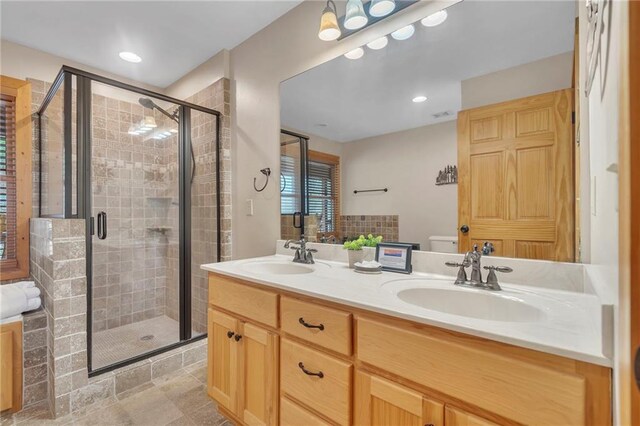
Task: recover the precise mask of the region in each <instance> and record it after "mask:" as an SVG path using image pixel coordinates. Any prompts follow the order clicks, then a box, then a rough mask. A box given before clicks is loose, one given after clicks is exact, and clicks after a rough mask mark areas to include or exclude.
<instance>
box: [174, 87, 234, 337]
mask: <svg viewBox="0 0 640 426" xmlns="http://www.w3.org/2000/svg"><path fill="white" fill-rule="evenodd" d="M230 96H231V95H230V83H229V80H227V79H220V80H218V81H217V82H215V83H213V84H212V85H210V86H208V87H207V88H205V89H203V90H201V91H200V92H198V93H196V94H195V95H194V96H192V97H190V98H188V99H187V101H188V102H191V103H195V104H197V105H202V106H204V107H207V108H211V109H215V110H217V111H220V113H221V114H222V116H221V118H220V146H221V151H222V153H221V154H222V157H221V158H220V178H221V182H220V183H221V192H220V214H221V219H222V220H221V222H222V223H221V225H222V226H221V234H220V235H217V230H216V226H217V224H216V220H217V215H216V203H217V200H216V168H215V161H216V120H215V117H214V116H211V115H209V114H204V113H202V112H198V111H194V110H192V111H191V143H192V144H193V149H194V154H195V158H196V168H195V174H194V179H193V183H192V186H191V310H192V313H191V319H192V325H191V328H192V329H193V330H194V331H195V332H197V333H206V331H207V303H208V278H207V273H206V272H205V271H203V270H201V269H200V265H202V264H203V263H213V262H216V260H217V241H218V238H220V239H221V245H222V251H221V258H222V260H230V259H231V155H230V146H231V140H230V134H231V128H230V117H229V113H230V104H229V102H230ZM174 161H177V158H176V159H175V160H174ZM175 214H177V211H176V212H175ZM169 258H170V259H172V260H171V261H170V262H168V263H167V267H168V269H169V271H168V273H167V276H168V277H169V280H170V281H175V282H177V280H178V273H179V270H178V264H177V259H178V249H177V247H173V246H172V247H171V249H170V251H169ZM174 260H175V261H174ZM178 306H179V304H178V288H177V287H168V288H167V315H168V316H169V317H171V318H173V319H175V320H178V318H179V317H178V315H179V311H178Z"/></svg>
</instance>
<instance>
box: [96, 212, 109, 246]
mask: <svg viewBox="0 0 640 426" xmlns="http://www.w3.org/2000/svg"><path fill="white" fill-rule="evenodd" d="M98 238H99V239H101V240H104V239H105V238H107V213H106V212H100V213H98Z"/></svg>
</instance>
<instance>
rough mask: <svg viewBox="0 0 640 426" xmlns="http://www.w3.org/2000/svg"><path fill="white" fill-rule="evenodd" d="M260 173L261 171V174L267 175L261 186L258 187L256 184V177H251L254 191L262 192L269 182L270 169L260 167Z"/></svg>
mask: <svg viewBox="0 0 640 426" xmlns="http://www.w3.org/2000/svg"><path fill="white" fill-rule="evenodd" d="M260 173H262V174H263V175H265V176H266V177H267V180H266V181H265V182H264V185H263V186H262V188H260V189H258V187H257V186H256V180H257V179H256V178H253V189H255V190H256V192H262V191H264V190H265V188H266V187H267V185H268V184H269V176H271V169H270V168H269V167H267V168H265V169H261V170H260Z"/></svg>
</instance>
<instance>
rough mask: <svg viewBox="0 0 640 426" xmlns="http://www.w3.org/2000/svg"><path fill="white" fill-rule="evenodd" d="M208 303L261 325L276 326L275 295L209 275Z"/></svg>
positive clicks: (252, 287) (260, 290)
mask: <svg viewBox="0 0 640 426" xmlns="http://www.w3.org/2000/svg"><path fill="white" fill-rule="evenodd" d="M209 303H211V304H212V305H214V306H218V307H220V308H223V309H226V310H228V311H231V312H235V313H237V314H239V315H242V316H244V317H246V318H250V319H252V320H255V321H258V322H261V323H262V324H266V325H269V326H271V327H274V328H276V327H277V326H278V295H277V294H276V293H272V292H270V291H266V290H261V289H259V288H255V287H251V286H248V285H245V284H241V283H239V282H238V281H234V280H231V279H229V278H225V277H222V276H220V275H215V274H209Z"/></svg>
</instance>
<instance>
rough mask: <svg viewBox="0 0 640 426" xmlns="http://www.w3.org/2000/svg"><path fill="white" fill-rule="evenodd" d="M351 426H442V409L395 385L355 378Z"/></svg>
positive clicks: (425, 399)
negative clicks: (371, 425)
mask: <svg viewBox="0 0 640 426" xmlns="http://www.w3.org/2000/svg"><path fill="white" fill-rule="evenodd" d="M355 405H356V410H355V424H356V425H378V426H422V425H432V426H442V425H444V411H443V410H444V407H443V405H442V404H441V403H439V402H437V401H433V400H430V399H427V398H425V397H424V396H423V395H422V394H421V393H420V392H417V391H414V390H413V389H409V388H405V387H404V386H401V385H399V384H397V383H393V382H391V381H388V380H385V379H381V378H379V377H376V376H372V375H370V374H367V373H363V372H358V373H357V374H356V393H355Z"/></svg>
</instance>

**********

• **Work request**: It would help to have the listing above repeated exactly, with all images removed.

• **Expected output**:
Task: recover the precise mask of the region in each <instance> and record it after "mask:" as an SVG path using image pixel coordinates. Any prompts follow the order clicks, then a box, then a rough mask. A box given before clicks is loose, one given after clicks is exact, and clicks after a rough mask mark areas to include or exclude.
<instance>
box: [174, 87, 234, 337]
mask: <svg viewBox="0 0 640 426" xmlns="http://www.w3.org/2000/svg"><path fill="white" fill-rule="evenodd" d="M230 96H231V95H230V83H229V80H227V79H220V80H218V81H217V82H215V83H213V84H212V85H210V86H208V87H207V88H205V89H203V90H201V91H200V92H198V93H196V94H195V95H194V96H192V97H190V98H188V99H187V101H188V102H191V103H195V104H197V105H202V106H204V107H207V108H211V109H215V110H217V111H220V113H221V114H222V116H221V118H220V146H221V151H222V153H221V154H222V157H221V158H220V178H221V182H220V183H221V192H220V214H221V219H222V220H221V222H222V223H221V225H222V226H221V234H220V235H217V230H216V226H217V224H216V220H217V215H216V203H217V200H216V168H215V161H216V120H215V117H214V116H211V115H209V114H204V113H202V112H198V111H194V110H192V111H191V143H192V144H193V149H194V154H195V158H196V168H195V174H194V179H193V183H192V186H191V310H192V313H191V319H192V325H191V328H192V329H193V330H194V331H195V332H197V333H206V331H207V303H208V278H207V273H206V272H205V271H203V270H201V269H200V265H202V264H203V263H213V262H216V260H217V241H218V238H220V239H221V245H222V251H221V258H222V260H230V259H231V155H230V146H231V140H230V134H231V128H230V117H229V113H230V104H229V102H230ZM174 161H177V158H176V159H175V160H174ZM175 214H177V211H176V212H175ZM169 258H170V259H172V260H171V261H170V262H168V263H167V267H168V269H169V271H168V273H167V276H168V277H169V280H170V281H175V282H177V280H178V273H179V270H178V264H177V259H178V249H177V247H173V246H172V247H171V249H170V251H169ZM174 260H175V261H174ZM178 306H179V304H178V288H177V287H168V288H167V315H168V316H169V317H171V318H173V319H175V320H178V318H179V317H178V315H179V311H178Z"/></svg>
</instance>
<instance>
box: [96, 212, 109, 246]
mask: <svg viewBox="0 0 640 426" xmlns="http://www.w3.org/2000/svg"><path fill="white" fill-rule="evenodd" d="M98 238H99V239H101V240H104V239H105V238H107V213H106V212H100V213H98Z"/></svg>
</instance>
<instance>
rough mask: <svg viewBox="0 0 640 426" xmlns="http://www.w3.org/2000/svg"><path fill="white" fill-rule="evenodd" d="M260 173L261 171V174L267 175L261 186L258 187L256 184V177H251L254 191L262 192L269 182L270 169L260 167Z"/></svg>
mask: <svg viewBox="0 0 640 426" xmlns="http://www.w3.org/2000/svg"><path fill="white" fill-rule="evenodd" d="M260 173H262V174H263V175H265V176H266V177H267V180H266V181H265V182H264V185H263V186H262V188H260V189H258V187H257V186H256V180H257V179H256V178H253V189H255V190H256V192H262V191H264V190H265V188H266V187H267V185H268V184H269V176H271V169H270V168H269V167H267V168H265V169H261V170H260Z"/></svg>
</instance>
<instance>
rough mask: <svg viewBox="0 0 640 426" xmlns="http://www.w3.org/2000/svg"><path fill="white" fill-rule="evenodd" d="M208 303L261 325L276 326L275 295L209 275Z"/></svg>
positive clicks: (252, 287) (260, 290)
mask: <svg viewBox="0 0 640 426" xmlns="http://www.w3.org/2000/svg"><path fill="white" fill-rule="evenodd" d="M209 303H211V304H212V305H214V306H218V307H220V308H223V309H226V310H228V311H231V312H235V313H237V314H239V315H242V316H244V317H246V318H250V319H252V320H255V321H258V322H261V323H262V324H266V325H269V326H271V327H274V328H276V327H277V326H278V295H277V294H276V293H272V292H270V291H266V290H261V289H259V288H255V287H251V286H248V285H245V284H241V283H239V282H238V281H234V280H231V279H229V278H225V277H222V276H220V275H215V274H209Z"/></svg>
</instance>
<instance>
rough mask: <svg viewBox="0 0 640 426" xmlns="http://www.w3.org/2000/svg"><path fill="white" fill-rule="evenodd" d="M351 426H442V409L395 385L355 378Z"/></svg>
positive clicks: (425, 399)
negative clicks: (371, 425)
mask: <svg viewBox="0 0 640 426" xmlns="http://www.w3.org/2000/svg"><path fill="white" fill-rule="evenodd" d="M355 405H356V410H355V424H356V425H378V426H422V425H432V426H442V425H444V411H443V410H444V407H443V405H442V404H441V403H439V402H437V401H433V400H430V399H427V398H425V397H424V396H423V395H422V394H421V393H420V392H417V391H414V390H413V389H409V388H405V387H404V386H401V385H399V384H397V383H393V382H391V381H388V380H385V379H381V378H379V377H376V376H372V375H370V374H367V373H363V372H358V373H357V374H356V393H355Z"/></svg>
</instance>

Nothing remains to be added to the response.